#### PROMPT
When you output the entries, begin with the first line and end with the line containing "box: [20, 653, 765, 901]", keeping each line exactly as it is.

[Segmentation mask data]
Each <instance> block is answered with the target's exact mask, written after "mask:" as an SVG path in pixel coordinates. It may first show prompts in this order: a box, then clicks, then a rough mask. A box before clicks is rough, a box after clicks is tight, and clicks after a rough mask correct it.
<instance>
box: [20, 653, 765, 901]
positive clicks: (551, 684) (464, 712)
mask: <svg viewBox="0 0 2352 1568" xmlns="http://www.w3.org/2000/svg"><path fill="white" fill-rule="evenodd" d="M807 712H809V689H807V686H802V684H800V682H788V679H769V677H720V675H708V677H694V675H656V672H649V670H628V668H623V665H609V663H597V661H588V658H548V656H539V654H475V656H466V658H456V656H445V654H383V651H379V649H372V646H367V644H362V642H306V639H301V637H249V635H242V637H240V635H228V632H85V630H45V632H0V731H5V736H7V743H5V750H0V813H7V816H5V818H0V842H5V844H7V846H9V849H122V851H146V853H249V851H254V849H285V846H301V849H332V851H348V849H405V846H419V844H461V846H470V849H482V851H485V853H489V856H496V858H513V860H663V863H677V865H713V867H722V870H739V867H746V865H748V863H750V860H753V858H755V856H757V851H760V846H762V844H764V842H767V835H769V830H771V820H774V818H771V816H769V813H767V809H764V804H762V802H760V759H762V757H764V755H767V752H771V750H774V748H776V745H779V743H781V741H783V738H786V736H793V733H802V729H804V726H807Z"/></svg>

#### FINISHED TASK
Each <instance> block is answered with the target's exact mask, written after "mask:" as an SVG path in pixel coordinates. It may first show prompts in this order: a box, then clicks, then a rough mask. A box before clicks is rough, a box after clicks is tight, and clicks after a rough mask correct it.
<instance>
box: [20, 653, 765, 901]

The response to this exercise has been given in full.